[Opening RECORDS TO USE section]

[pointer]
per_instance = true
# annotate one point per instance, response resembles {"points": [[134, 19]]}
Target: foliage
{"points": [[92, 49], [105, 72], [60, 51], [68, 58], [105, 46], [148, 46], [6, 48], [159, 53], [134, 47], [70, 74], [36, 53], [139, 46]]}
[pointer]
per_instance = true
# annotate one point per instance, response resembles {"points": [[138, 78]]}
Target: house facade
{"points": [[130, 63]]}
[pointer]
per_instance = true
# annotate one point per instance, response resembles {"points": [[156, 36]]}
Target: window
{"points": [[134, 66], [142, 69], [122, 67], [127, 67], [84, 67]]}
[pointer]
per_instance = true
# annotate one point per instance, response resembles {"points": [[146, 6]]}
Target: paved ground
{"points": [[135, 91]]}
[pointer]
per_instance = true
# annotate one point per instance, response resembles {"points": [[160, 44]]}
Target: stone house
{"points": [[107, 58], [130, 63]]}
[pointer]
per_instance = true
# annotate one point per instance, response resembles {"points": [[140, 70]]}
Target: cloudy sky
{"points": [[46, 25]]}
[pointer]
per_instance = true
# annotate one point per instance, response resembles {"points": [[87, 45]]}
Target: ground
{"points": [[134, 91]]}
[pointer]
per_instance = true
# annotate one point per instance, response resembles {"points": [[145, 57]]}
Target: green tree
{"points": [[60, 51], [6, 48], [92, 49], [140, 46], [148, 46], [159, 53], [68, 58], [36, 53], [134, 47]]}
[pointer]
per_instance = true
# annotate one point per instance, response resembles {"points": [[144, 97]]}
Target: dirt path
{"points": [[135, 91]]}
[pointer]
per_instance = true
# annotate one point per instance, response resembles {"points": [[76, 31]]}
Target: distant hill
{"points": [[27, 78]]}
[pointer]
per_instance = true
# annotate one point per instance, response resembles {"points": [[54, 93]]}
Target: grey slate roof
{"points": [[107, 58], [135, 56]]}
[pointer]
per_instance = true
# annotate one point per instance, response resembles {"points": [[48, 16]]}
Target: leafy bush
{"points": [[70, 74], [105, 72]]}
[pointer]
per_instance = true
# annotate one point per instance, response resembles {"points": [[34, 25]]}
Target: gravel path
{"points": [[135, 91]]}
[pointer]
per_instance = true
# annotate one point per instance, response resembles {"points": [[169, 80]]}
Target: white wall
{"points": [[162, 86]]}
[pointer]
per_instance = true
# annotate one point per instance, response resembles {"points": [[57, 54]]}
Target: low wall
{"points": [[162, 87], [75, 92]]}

[Closing RECORDS TO USE section]

PROBLEM DETAILS: Restate the listing in full, preserving every word.

TASK OUTPUT:
[pointer]
per_instance = true
# annotate one point per instance, response resembles {"points": [[134, 19]]}
Target: foliage
{"points": [[92, 49], [105, 72], [60, 51], [68, 58], [105, 46], [148, 46], [6, 48], [159, 53], [134, 47], [70, 74], [36, 53], [139, 46]]}
[pointer]
per_instance = true
# annotate one point per instance, response resembles {"points": [[138, 78]]}
Target: house facade
{"points": [[130, 63]]}
[pointer]
per_instance = true
# annotate one point per instance, response resembles {"points": [[156, 36]]}
Target: window
{"points": [[134, 66], [142, 69], [122, 67], [127, 67], [84, 67]]}
[pointer]
per_instance = true
# annotate one point per instance, response resembles {"points": [[146, 6]]}
Target: paved ground
{"points": [[135, 91]]}
[pointer]
per_instance = true
# annotate one point per instance, response resembles {"points": [[160, 44]]}
Target: stone house
{"points": [[107, 58], [130, 63]]}
[pointer]
per_instance = true
# annotate one point per instance, response resembles {"points": [[140, 70]]}
Target: cloudy sky
{"points": [[46, 25]]}
[pointer]
per_instance = true
# annotate one point per instance, response resembles {"points": [[87, 45]]}
Target: ground
{"points": [[134, 91]]}
[pointer]
per_instance = true
# annotate one point per instance, response resembles {"points": [[145, 57]]}
Target: green tree
{"points": [[60, 51], [6, 48], [92, 49], [140, 46], [148, 46], [159, 53], [68, 58], [36, 53], [134, 47]]}
[pointer]
per_instance = true
# annotate one point per instance, response resembles {"points": [[144, 97]]}
Target: dirt path
{"points": [[135, 91]]}
[pointer]
per_instance = true
# annotate one point per instance, response resembles {"points": [[76, 31]]}
Target: distant hill
{"points": [[27, 78]]}
[pointer]
per_instance = true
# annotate one point per instance, response resembles {"points": [[54, 93]]}
Target: grey slate roof
{"points": [[107, 58], [135, 56]]}
[pointer]
per_instance = true
# annotate one point per instance, response resembles {"points": [[48, 16]]}
Target: leafy bush
{"points": [[70, 74], [105, 72]]}
[pointer]
per_instance = true
# annotate one point per instance, response resembles {"points": [[34, 25]]}
Target: gravel path
{"points": [[135, 91]]}
[pointer]
per_instance = true
# annotate one point per instance, response resembles {"points": [[169, 80]]}
Target: white wall
{"points": [[162, 86]]}
[pointer]
per_instance = true
# annotate one point per instance, response resembles {"points": [[57, 54]]}
Target: low wall
{"points": [[162, 87], [75, 92]]}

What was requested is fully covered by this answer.